▶ _What you should do_
Copy the article about the GP's hearing from the words "A Christian GP" through "in August 2010.", swapping "GMC" for "General Medical Council" throughout.

▶ _Passage_
-------

A Christian GP who asked a troubled patient if he had considered faith in Jesus said today he was ‘disgusted' with the GMC, after the hearing into his conduct was adjourned.
Dr Richard Scott said the GMC, which brought the case against him, had an ‘anti-Christian bias' as the body adjourned the hearing because the patient witness refused to attend the hearings.
Dr Scott, 51, a committed Christian who has worked as a medical missionary in Kenya and Africa, spoke about the matter of religion to the 24-year-old, who has been described as ‘suicidal' and ‘vulnerable', at the end of a consultation at his surgery in Margate, Kent, in August 2010.
After allegedly being told ‘Go for it' by the patient, the Cambridge-educated GP is said to have told him faith in Christianity may help him overcome personal problems.
But during a two-day hearing GMC lawyers claimed the GP ‘crossed the line' in discussing his own personal religious beliefs with a vulnerable patient and even went on to suggest he might benefit from a Christian faith - above his own religion.
The patient, who was seen by the GP at the Bethesda Medical Centre in Margate, was left ‘very upset' and felt Dr Scott had ‘belittled' his own faith, the GMC heard, and made a complaint.
Patient A, whose identity has not been made public, decided not to attend the hearing. His own religious affiliation has not been made public.
He told GMC lawyers he would not attend ‘for a million pounds' and it would be a ‘big inconvenience'.
Dr Scott's lawyer, Paul Diamond, asked for the hearing to be stayed as an abuse of process.
Mr Diamond said the doctor could not get a ‘fair trial' with the only witness able to make a complaint but not willing to give evidence.
But the GMC decided to adjourn the hearing to make another attempt to get the patient to a resumed hearing in Manchester.
After the decision, a clearly upset Dr Scott said: ‘I'm actually not only disappointed, I'm disgusted with my professional body.'
‘When I started in medicine, you are led to believe the GMC are there to serve both patients and doctors,' Dr Scott added.
‘That is not the case. I think there is an anti-Christian bias with the GMC.'
‘There is part of the GMC that reflect our culture, secularisation has a very strong voice.'
‘The reason we are defending this case is not just my own position but other Christians have increasingly recently been under attack for their faith at
‘The GMC certainly over-reacted because of an anti-Christian bias.'
Dr Scott said he had received between 300 and 400 letters of support from patients since the case against him began.
He was accompanied to the hearing by two patients, both reformed drug addicts, whom he helped to overcome their problems with medicine and faith, he said.

-------

▶ _Extracted entries_
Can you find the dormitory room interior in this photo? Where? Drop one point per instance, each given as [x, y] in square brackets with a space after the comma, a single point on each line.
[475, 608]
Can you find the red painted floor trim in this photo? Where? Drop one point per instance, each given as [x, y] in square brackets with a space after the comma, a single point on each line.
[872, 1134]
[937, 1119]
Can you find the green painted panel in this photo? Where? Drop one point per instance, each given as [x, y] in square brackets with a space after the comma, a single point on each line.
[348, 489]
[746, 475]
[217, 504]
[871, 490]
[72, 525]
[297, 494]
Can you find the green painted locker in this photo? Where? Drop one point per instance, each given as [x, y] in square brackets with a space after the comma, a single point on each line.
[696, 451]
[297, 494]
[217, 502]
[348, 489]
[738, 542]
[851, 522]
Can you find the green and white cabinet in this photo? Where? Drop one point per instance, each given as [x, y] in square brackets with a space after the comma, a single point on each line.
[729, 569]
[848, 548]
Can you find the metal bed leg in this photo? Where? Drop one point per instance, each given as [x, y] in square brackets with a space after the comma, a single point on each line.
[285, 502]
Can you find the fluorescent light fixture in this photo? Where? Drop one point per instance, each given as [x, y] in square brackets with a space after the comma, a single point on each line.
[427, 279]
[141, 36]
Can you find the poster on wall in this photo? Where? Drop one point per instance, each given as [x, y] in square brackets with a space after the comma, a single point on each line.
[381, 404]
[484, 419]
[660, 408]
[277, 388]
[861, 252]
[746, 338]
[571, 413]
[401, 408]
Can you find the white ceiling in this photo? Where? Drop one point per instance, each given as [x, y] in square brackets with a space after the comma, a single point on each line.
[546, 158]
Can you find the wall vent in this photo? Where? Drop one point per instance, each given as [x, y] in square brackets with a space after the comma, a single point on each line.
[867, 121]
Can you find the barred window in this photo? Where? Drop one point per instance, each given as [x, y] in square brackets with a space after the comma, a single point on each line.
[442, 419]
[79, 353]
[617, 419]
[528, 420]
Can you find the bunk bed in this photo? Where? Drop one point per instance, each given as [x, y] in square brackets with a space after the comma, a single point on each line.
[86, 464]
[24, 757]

-------

▶ _Exercise result_
A Christian GP who asked a troubled patient if he had considered faith in Jesus said today he was ‘disgusted' with the General Medical Council, after the hearing into his conduct was adjourned.
Dr Richard Scott said the General Medical Council, which brought the case against him, had an ‘anti-Christian bias' as the body adjourned the hearing because the patient witness refused to attend the hearings.
Dr Scott, 51, a committed Christian who has worked as a medical missionary in Kenya and Africa, spoke about the matter of religion to the 24-year-old, who has been described as ‘suicidal' and ‘vulnerable', at the end of a consultation at his surgery in Margate, Kent, in August 2010.